**WRITTEN REQUEST**
Copy out every line of the records that contains the word "night".

**DATA SUPPLIED**
----------------------------------------

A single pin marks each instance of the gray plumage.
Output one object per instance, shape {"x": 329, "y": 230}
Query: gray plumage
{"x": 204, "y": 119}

----------------------------------------

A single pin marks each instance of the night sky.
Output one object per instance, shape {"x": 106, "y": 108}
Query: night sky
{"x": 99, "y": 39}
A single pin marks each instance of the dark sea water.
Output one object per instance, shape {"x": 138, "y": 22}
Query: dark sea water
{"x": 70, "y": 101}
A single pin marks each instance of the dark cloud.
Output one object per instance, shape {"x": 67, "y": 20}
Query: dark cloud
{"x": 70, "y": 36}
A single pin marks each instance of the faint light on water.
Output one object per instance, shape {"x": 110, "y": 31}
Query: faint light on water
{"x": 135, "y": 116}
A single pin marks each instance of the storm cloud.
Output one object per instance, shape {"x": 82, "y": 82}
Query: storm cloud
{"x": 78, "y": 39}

----------------------------------------

**THE ANSWER**
A single pin marks each instance of the night sky.
Query: night sky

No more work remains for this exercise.